◆ TASK INSTRUCTIONS ◆
Could you return only the lines that run from the line with "Query: green leafy tree" through the final line of the data, exactly as they stand?

Top of MATERIAL SUPPLIED

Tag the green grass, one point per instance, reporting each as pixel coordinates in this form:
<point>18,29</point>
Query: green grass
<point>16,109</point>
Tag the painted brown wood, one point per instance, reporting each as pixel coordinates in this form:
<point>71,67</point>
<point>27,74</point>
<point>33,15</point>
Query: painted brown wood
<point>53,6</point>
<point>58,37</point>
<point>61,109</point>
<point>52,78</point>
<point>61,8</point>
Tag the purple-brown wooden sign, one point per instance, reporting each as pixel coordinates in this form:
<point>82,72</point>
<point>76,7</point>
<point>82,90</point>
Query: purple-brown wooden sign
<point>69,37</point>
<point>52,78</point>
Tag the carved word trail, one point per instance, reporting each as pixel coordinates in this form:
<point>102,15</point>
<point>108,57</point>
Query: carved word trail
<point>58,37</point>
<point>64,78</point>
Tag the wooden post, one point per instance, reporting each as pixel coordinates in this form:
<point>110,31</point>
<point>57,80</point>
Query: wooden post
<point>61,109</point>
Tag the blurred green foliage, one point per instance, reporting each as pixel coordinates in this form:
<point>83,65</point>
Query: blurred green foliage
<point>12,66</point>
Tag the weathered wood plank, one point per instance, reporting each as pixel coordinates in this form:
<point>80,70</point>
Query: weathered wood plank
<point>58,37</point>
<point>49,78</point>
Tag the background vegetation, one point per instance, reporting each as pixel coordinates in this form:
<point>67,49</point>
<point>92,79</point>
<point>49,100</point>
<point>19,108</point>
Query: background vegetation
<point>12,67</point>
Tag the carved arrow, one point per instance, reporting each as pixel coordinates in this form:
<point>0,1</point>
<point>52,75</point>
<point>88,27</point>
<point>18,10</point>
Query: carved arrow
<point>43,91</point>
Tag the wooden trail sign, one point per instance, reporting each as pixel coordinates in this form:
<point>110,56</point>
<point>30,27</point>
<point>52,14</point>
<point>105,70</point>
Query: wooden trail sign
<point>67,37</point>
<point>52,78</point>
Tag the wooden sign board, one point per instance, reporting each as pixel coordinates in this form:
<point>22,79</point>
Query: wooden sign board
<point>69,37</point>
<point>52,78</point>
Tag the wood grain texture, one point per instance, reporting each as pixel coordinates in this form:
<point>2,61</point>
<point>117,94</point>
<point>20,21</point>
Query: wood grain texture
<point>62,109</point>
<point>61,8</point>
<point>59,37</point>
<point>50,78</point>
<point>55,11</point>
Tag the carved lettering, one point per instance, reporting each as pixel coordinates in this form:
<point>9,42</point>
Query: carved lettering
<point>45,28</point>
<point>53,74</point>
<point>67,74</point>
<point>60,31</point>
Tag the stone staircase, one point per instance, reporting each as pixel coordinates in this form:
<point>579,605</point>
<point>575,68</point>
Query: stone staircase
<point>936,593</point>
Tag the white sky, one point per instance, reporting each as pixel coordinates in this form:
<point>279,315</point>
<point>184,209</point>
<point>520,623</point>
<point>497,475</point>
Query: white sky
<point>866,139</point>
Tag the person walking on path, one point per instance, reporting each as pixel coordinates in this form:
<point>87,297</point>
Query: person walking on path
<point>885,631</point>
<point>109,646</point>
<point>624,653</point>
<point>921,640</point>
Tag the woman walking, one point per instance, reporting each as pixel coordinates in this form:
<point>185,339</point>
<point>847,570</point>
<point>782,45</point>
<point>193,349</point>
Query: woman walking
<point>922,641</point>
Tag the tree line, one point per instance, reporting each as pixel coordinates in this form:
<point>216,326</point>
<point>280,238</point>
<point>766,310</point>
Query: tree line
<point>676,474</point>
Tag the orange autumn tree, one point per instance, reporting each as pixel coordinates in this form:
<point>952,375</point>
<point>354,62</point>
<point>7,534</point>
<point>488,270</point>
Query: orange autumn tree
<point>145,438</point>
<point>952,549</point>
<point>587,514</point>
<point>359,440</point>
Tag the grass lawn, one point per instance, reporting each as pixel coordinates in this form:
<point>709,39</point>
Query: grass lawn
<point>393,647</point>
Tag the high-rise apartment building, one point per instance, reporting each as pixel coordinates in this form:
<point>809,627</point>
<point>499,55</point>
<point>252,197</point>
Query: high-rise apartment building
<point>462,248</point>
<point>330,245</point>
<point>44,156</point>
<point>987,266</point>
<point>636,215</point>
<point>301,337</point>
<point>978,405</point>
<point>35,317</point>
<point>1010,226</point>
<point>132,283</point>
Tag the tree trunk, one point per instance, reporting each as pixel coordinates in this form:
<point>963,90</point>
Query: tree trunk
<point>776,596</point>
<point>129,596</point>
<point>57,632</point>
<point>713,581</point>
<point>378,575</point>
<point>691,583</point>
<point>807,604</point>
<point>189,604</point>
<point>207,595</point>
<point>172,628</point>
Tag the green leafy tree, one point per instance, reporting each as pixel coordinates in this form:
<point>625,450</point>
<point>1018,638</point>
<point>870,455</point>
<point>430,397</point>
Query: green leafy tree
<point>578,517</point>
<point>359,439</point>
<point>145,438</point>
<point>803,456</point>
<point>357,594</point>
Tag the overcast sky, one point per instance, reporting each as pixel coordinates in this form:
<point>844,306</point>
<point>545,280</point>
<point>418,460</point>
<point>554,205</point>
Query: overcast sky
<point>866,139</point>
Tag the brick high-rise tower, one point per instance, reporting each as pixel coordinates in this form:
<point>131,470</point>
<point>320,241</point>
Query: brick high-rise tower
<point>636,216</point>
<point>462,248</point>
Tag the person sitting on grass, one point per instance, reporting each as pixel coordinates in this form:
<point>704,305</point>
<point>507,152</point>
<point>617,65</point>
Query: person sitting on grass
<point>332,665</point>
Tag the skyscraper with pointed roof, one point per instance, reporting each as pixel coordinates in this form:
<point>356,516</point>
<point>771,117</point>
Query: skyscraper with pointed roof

Bottom of MATERIAL SUPPLIED

◆ SOLUTION ◆
Query: green leafy tree
<point>578,517</point>
<point>359,439</point>
<point>145,438</point>
<point>803,456</point>
<point>357,594</point>
Tag the overcast sky, one point per instance, reporting each as pixel coordinates in this form:
<point>844,306</point>
<point>545,280</point>
<point>418,460</point>
<point>554,205</point>
Query: overcast sky
<point>866,139</point>
Tag the brick high-rise tower, one point per instance, reporting each as pixel coordinates in this form:
<point>131,470</point>
<point>320,241</point>
Query: brick high-rise tower
<point>636,216</point>
<point>462,248</point>
Tag the person sitting on grass, one point per instance, reporting each as pixel coordinates in this form:
<point>704,305</point>
<point>507,152</point>
<point>617,65</point>
Query: person sitting on grass
<point>332,665</point>
Tag the skyscraper with pointed roof, one point per instance, reporting each as pixel coordinates in this form:
<point>356,516</point>
<point>771,117</point>
Query: skyscraper with pointed roof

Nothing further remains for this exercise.